TASK OBJECTIVE: Begin at the line that contains "request = locate the railroad" and stop after the last line of the records below. Reproduce every line, requests included, and shift each pixel coordinate in the answers by adding -101 to it, leaving the requests and their format samples unchanged.

THE DATA:
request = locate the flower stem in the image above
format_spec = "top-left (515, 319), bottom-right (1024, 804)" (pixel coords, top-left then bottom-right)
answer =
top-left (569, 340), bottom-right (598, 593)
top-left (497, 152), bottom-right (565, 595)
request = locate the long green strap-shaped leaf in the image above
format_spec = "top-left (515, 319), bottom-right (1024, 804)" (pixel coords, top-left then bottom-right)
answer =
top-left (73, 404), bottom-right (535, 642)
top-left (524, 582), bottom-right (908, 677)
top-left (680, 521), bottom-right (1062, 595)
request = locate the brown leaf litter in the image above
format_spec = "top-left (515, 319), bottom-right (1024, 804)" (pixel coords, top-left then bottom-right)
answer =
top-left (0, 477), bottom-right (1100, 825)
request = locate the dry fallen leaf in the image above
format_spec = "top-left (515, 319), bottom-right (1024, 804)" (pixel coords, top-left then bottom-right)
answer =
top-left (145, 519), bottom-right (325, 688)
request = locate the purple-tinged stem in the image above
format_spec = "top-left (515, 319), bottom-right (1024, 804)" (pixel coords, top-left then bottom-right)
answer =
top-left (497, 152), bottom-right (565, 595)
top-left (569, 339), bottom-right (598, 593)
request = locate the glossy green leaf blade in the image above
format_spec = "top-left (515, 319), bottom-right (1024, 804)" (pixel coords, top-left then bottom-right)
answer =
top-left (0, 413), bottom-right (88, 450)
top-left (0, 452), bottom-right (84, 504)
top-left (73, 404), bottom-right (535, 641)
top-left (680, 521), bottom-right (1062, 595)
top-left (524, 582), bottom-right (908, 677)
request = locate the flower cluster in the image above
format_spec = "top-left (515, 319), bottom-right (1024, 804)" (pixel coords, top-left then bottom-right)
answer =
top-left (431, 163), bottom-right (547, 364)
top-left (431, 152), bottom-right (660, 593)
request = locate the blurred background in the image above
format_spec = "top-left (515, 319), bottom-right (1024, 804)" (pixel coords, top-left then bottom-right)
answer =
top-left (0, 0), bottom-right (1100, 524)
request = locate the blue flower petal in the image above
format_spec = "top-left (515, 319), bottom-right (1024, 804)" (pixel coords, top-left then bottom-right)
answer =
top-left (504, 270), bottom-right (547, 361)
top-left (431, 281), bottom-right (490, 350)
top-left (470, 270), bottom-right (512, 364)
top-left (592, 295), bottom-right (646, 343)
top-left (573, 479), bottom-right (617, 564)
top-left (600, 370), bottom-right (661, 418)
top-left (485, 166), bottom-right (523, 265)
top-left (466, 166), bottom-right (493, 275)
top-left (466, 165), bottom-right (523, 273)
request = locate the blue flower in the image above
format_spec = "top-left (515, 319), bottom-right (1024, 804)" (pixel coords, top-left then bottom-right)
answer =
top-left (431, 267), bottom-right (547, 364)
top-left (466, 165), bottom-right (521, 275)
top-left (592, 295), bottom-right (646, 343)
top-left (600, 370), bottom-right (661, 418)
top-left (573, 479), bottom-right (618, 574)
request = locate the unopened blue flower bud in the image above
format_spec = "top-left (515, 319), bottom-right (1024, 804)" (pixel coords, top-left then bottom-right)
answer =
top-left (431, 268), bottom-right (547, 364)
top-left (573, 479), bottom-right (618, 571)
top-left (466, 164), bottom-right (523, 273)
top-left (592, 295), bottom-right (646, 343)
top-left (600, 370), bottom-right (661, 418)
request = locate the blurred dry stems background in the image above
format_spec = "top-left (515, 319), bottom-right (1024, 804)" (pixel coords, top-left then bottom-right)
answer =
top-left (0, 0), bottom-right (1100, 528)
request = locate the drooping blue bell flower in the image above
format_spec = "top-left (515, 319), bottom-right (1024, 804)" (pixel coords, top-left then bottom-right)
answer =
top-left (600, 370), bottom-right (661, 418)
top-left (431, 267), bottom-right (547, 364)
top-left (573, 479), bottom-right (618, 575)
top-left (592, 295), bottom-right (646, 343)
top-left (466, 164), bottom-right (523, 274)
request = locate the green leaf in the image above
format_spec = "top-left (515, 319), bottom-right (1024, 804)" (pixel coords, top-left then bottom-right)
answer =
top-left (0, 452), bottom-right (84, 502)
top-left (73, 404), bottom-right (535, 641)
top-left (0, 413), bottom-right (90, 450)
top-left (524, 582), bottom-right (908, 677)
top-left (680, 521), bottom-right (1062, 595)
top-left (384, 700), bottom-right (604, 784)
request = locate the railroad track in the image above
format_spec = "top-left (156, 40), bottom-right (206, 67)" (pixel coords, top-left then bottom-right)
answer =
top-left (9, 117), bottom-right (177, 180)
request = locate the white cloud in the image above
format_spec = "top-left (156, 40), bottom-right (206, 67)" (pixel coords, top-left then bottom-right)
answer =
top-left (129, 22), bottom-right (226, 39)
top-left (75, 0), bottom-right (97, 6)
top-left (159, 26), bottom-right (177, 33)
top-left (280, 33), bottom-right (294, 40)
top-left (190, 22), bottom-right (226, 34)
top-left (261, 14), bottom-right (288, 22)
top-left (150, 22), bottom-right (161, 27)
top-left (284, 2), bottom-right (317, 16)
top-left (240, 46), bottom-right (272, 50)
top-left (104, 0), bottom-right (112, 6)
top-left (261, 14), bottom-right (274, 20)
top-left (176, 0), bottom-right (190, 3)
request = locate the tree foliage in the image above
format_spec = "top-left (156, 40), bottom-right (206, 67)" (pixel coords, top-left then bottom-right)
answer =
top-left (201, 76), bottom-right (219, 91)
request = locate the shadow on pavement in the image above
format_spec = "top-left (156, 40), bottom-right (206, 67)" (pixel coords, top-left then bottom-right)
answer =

FINAL RESULT:
request = locate the railroad track in the image above
format_spec = "top-left (156, 40), bottom-right (206, 67)" (pixel coords, top-left then bottom-right)
answer =
top-left (-92, 16), bottom-right (76, 79)
request = locate the white cloud in the image above
format_spec = "top-left (156, 40), bottom-right (206, 67)" (pixel coords, top-left then bottom-right)
answer =
top-left (28, -79), bottom-right (125, -62)
top-left (-26, -101), bottom-right (-4, -95)
top-left (58, -75), bottom-right (76, -68)
top-left (179, -68), bottom-right (193, -61)
top-left (89, -79), bottom-right (125, -67)
top-left (160, -87), bottom-right (187, -79)
top-left (49, -79), bottom-right (60, -74)
top-left (183, -99), bottom-right (216, -85)
top-left (139, -55), bottom-right (171, -51)
top-left (3, -101), bottom-right (11, -95)
top-left (160, -87), bottom-right (173, -81)
top-left (75, -101), bottom-right (89, -98)
request = locate the tree foliage in the image above
format_spec = "top-left (156, 40), bottom-right (206, 67)" (pixel coords, top-left then bottom-right)
answer =
top-left (100, -25), bottom-right (118, -10)
request = locate the shadow on pavement in the image above
format_spec = "top-left (156, 40), bottom-right (206, 67)" (pixel coords, top-left then bottom-right)
answer =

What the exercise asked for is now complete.